Return every record below exactly; leave out the images.

** RECORDS SUPPLIED follows **

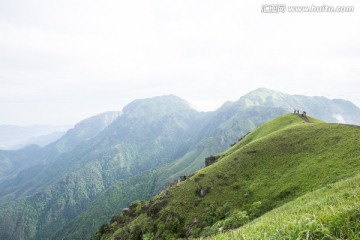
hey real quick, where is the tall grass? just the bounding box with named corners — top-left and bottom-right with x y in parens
top-left (207, 174), bottom-right (360, 239)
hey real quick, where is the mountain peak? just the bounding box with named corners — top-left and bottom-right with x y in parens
top-left (122, 94), bottom-right (197, 117)
top-left (228, 88), bottom-right (288, 110)
top-left (242, 88), bottom-right (286, 98)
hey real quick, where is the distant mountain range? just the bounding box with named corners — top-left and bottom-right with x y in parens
top-left (0, 88), bottom-right (359, 240)
top-left (0, 124), bottom-right (70, 150)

** End of RECORDS SUPPLIED **

◆ **FINAL ANSWER**
hey real quick, where is the tall grass? just the bounding box with named corners — top-left and bottom-right with x y in parens
top-left (207, 174), bottom-right (360, 239)
hey real quick, where is the mountain peak? just the bounding box with named corners — top-left and bottom-right with x y in parens
top-left (122, 94), bottom-right (197, 117)
top-left (228, 88), bottom-right (288, 110)
top-left (242, 88), bottom-right (286, 98)
hey real quick, where is the distant mountain range? just the bounding box with named corners — top-left and bottom-right with x y in parens
top-left (0, 88), bottom-right (359, 240)
top-left (0, 124), bottom-right (70, 150)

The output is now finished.